# Instruction
Format the items below as a JSON list of strings with one string per line, leaving out blank lines.

# Dataset entries
* Begin *
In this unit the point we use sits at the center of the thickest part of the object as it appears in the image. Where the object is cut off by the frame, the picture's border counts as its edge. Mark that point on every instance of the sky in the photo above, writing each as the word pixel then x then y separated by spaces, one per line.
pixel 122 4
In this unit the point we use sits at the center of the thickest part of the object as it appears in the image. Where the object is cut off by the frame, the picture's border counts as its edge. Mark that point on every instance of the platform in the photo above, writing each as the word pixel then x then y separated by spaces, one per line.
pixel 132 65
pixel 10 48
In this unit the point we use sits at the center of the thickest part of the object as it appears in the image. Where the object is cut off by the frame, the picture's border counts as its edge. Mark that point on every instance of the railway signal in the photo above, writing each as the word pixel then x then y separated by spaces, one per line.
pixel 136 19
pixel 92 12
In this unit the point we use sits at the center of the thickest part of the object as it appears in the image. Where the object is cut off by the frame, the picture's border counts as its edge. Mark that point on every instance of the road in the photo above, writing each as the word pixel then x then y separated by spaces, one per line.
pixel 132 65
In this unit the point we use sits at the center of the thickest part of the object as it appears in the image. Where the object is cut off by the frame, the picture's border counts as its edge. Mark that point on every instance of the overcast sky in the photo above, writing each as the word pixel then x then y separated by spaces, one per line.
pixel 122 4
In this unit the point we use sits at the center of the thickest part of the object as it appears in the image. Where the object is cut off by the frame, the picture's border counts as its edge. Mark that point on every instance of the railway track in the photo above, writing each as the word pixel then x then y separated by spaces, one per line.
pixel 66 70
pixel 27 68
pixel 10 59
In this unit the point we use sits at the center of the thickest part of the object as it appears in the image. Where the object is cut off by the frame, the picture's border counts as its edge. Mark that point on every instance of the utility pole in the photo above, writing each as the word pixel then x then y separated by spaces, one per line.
* End *
# Response for this exercise
[
  "In this unit the point we use sits at the center of the thickest part of the object as it appears in the image. Where the object is cut off by the frame, the picture's border counts as its edge. Mark that point on every instance of the sky in the photo above, writing each as the word pixel then x then y separated by spaces, one per line.",
  "pixel 122 4",
  "In this unit the point we use sits at the center of the thickest part of the object as it appears in the image. Where the object is cut off by the frame, the picture's border counts as its edge. Mark that point on every instance of the platform in the photo above, writing each as the word pixel then x then y separated by spaces, one per line.",
  "pixel 132 65",
  "pixel 10 48",
  "In this unit the point we use sits at the center of the thickest part of the object as it appears in the image. Where the object is cut off by the frame, the picture's border counts as its edge. Mark that point on every instance of the railway signal in the photo above, writing each as the word pixel then x then y separated by spaces, one per line.",
  "pixel 136 19",
  "pixel 92 12",
  "In this unit the point we use sits at the center of the thickest part of the object as it appears in the image. Where the object is cut off by the frame, the picture's border counts as its edge. Mark that point on every instance of the road in the photo above, writing each as the word pixel then x then y separated by spaces, one per line.",
  "pixel 132 65",
  "In this unit the point we use sits at the center of the thickest part of the object as it appears in the image. Where the object is cut off by the frame, the picture's border counts as its edge. Mark that point on every instance of the overcast sky in the photo above, writing each as the word pixel then x then y separated by spaces, one per line.",
  "pixel 122 4",
  "In this unit the point we use sits at the center of the thickest part of the object as it appears in the image. Where the object is cut off by the frame, the picture's border counts as its edge. Mark that point on every instance of the railway track in the photo above, writing each as the word pixel then x then y separated by spaces, one per line.",
  "pixel 66 70",
  "pixel 27 68",
  "pixel 10 59",
  "In this unit the point we use sits at the center of the thickest part of the object as it appears in the image. Where the object is cut off by the frame, the picture's border counts as its edge. Mark that point on every instance of the utility pole in the photo above, writing each as the word pixel then x then y separated by spaces, one per line."
]